Alors que la Haute Autorité de Santé vient d’annoncer ses recommandations en matière de stratégie vaccinale anti-Covid, rencontre avec sa présidente, le Pr Le Guludec.
La HAS est une autorité publique indépendante, à caractère scientifique. C’est-à-dire que nous nous appuyons au maximum sur la science et la littérature professionnelle pour donner les avis que nous publions. L’autre caractéristique de la HAS, c’est son champ d’intervention qui est extrêmement vaste, et avant tout transversal. Ce qui nous permet d’appréhender le système de santé dans sa globalité. Ce champ va de l’évaluation des médicaments, des dispositifs médicaux au remboursement des actes des professionnels de santé. Nous émettons également des recommandations liées aux bonnes pratiques professionnelles, à la santé publique et à la pertinence du parcours de soins.
Le troisième axe, concerne la mesure de l’amélioration de la qualité dans les établissements de santé et dans les établissements sociaux et médico-sociaux.
Le maître mot chez nous c’est : « nous ne faisons rien seuls ». Nous construisons tout ce que nous faisons avec les professionnels de santé et des secteurs social et médico-social et les usagers du système de soins. La HAS n’invente rien, seule dans son coin. Ce n’est pas une entité technocratique qui décrète d’en haut. Elle met tous les acteurs autour de la table pour avancer.
Nous avons un Collège de la Haute Autorité de Santé qui est responsable des orientations stratégiques, de la programmation et de la mise en œuvre des missions qui sont assignées par le législateur. C’est l’instance délibérante de la maison, qui est également garante de la rigueur scientifique et de l’impartialité de nos productions.
Pour rendre ses avis, le Collège s’appuie sur des commissions spécialisées. Elles sont au nombre de huit. Nous avons aussi créé une commission, assez nouvelle dans l’esprit, qui s’intéresse à l’étude de l’impact de nos recommandations. Et récemment mis en place un conseil très transversal : le conseil de l’engagement des usagers. Il a pour finalité d’accroître la participation des usagers dans le système de santé. Ce qui fait notre légitimité c’est d’avoir des méthodes de travail et de production totalement transparentes.
Nous sommes aujourd’hui dans un contexte d’innovation d’une richesse incroyable, que ce soit en termes de produits de santé, avec l’apparition de nouveaux médicaments et de nouvelles techniques, ou en termes de modes organisationnels. Ces enjeux, nous les avons traduits en 6 priorités qui sont consultables sur notre site Internet. Il nous faut nous approprier ces évolutions, les évaluer, et faire des choix pour pouvoir les déployer au mieux. Comme, par exemple, pour le numérique en santé qui sera de plus en plus prégnant.

Vos tâches:
[a] Dans le texte sur la HAS, combien de commissions spécialisées aident le Collège à rendre ses avis ?
[b] D'après le texte sur la HAS, à quels domaines sont liées les recommandations émises par la HAS ? Citez-les tous.
[c] Rédigez la suite du texte sur la HAS à partir de sa dernière phrase.

[Entrées du jeu de données]
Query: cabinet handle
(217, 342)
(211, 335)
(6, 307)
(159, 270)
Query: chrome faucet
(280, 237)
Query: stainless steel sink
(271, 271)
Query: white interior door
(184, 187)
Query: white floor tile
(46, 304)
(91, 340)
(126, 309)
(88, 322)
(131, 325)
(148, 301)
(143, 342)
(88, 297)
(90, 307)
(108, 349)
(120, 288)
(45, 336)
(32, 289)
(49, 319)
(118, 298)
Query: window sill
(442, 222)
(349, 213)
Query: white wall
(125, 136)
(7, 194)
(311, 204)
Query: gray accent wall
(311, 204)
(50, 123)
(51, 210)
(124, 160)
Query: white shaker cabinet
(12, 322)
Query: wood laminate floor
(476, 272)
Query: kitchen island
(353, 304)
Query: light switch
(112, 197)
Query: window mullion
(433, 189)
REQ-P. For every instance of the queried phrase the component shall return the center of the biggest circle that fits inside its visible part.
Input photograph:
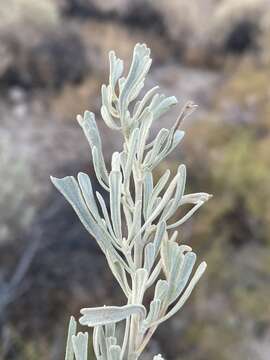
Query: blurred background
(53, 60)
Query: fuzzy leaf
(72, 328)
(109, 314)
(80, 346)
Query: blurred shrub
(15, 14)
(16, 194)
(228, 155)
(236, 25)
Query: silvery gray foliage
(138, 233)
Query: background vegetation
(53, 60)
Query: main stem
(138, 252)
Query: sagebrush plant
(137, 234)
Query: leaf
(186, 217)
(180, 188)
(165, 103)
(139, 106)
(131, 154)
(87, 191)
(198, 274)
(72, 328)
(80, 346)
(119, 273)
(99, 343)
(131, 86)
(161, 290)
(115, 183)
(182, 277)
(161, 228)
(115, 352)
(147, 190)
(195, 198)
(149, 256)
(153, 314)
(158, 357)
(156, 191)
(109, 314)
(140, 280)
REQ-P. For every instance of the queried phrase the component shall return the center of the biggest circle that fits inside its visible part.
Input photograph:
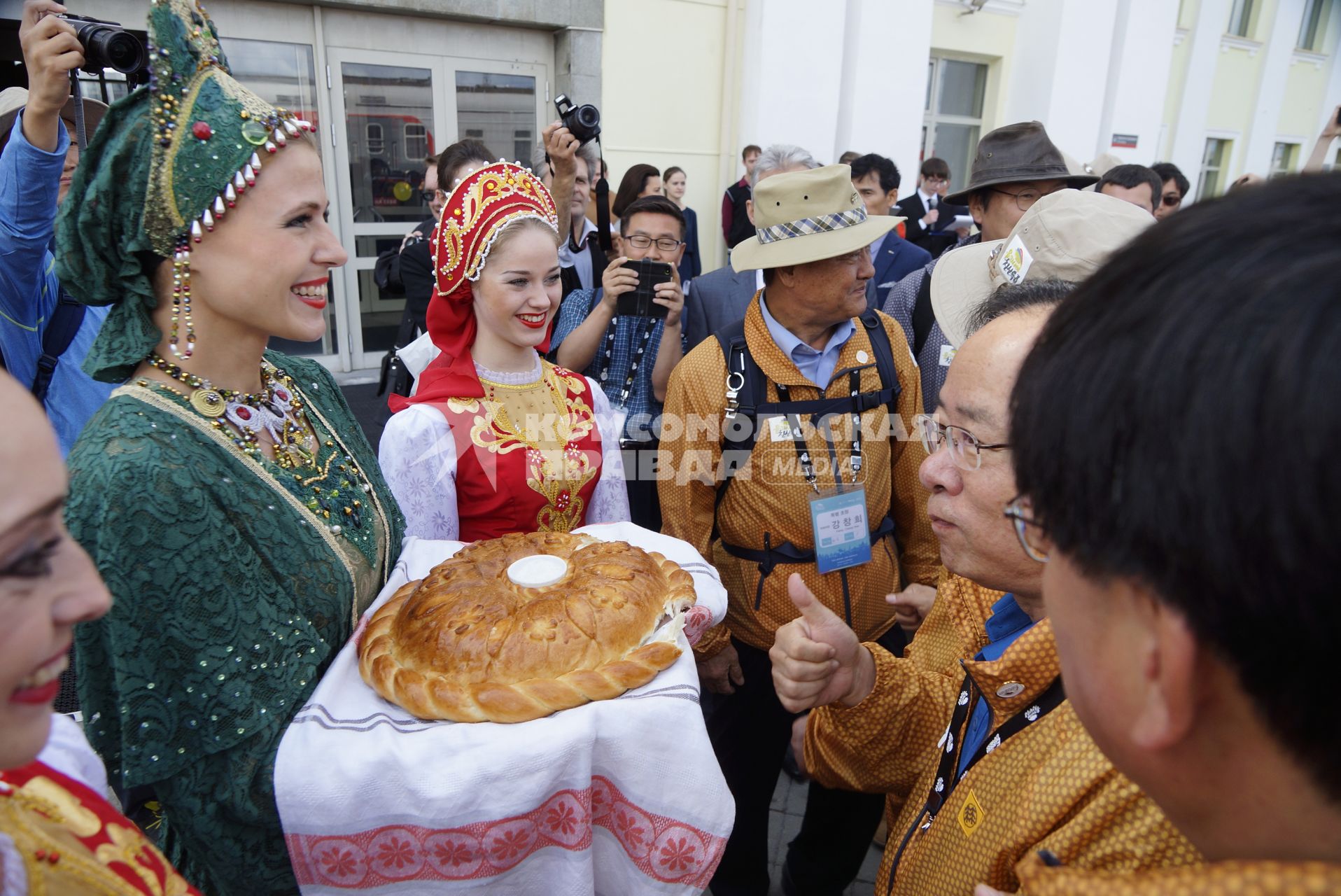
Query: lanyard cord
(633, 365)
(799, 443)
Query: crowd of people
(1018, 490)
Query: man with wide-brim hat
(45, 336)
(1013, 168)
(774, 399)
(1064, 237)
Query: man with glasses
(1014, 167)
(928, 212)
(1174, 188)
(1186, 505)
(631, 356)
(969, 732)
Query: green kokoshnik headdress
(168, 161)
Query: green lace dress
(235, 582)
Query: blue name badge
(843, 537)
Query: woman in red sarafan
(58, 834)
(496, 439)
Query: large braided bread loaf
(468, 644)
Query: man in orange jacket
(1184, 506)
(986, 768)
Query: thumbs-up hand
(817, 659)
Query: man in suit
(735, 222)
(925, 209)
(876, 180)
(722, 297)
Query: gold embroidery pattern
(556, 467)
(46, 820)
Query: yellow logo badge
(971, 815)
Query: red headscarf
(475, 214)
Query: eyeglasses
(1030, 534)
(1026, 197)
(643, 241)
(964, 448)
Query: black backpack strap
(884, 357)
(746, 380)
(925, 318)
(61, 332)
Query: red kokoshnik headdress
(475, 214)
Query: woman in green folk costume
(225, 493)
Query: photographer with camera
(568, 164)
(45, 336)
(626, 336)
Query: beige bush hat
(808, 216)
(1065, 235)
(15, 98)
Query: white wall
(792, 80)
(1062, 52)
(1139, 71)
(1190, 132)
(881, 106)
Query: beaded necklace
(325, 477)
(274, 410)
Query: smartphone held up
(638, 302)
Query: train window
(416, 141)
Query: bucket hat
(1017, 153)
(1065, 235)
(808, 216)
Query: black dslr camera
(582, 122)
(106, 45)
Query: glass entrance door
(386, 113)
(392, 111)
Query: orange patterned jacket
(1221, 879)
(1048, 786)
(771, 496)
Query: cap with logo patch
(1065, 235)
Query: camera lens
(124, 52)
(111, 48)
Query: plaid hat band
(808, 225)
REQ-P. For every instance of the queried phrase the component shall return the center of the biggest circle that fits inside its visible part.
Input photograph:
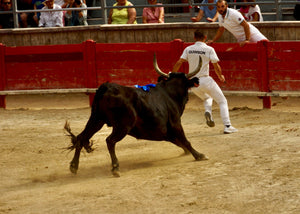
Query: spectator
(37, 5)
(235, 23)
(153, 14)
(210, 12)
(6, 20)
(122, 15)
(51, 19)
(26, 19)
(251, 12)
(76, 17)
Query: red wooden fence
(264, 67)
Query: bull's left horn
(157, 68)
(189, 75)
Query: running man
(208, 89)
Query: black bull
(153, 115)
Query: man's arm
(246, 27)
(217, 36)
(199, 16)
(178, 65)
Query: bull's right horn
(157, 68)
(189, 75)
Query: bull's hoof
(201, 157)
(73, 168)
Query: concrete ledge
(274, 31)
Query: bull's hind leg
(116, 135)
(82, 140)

Résultats de l'exercice:
[a] Huit commissions spécialisées.

[b]
- les bonnes pratiques professionnelles
- la santé publique
- la pertinence du parcours de soins

[c]
On voit à quel point, en quelques mois, avec la crise de la Covid, les choses ont bougé en la matière. Je pense que les Français, patients comme professionnels de santé, y sont prêts. Mais il ne suffit pas que les acteurs soient prêts. Il faut que tous les outils suivent. Il y a des priorités aujourd’hui qui nous semblent porter sur l’équipement de tous les Français et de toutes les structures, particulièrement les structures sociales et médico-sociales qui ont un retard à rattraper en matière d’équipement numérique adapté. J’insiste également sur la nécessaire interopérabilité de tous les logiciels que l’on met en place si l’on veut vraiment s’en servir de manière utile et efficace.
La demande en santé de la société va continuer à croître : augmentation des maladies chroniques, innovations technologiques… Cette réalité va nous obliger à faire des choix importants pour continuer à garantir une égalité d’accès aux soins pour tous, tout en gardant à l’esprit la nécessité d’améliorer les conditions d’exercice des professionnels de santé. Les changements qui s’annoncent sont radicaux. Il faut impliquer la population dans la priorisation des choix en matière de santé et en termes d’allocation des ressources, puisque c’est la collectivité qui finance entièrement notre système de soins.
Pourquoi pas. Je crois que le débat public est un outil particulièrement adapté aux choix publics en santé.